◆ What to work on ◆
Copy out each of the following items word for word, keeping every line as it appears.

◆ Excerpted data ◆
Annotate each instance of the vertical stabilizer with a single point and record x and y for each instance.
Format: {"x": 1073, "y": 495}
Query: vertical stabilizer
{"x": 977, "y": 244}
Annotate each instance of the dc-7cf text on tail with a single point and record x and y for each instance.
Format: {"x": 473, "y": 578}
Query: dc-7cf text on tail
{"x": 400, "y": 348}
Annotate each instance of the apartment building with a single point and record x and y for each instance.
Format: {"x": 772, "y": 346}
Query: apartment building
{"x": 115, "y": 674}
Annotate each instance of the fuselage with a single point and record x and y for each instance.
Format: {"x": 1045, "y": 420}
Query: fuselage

◆ Exercise answer ◆
Annotate each instance of the vertical stabilizer with a single point and record x and y for each instance.
Format: {"x": 1073, "y": 495}
Query: vertical stabilizer
{"x": 977, "y": 244}
Annotate each instance of the dc-7cf text on tail with a single point and record x and y for each instance.
Format: {"x": 473, "y": 578}
Query: dc-7cf text on tail
{"x": 400, "y": 348}
Annotate each instance of the apartment building with a single point and record x and y for each instance.
Format: {"x": 772, "y": 346}
Query: apartment building
{"x": 115, "y": 674}
Annotate each instance of the fuselage with a single point and record x and y for each instance.
Format: {"x": 1045, "y": 420}
Query: fuselage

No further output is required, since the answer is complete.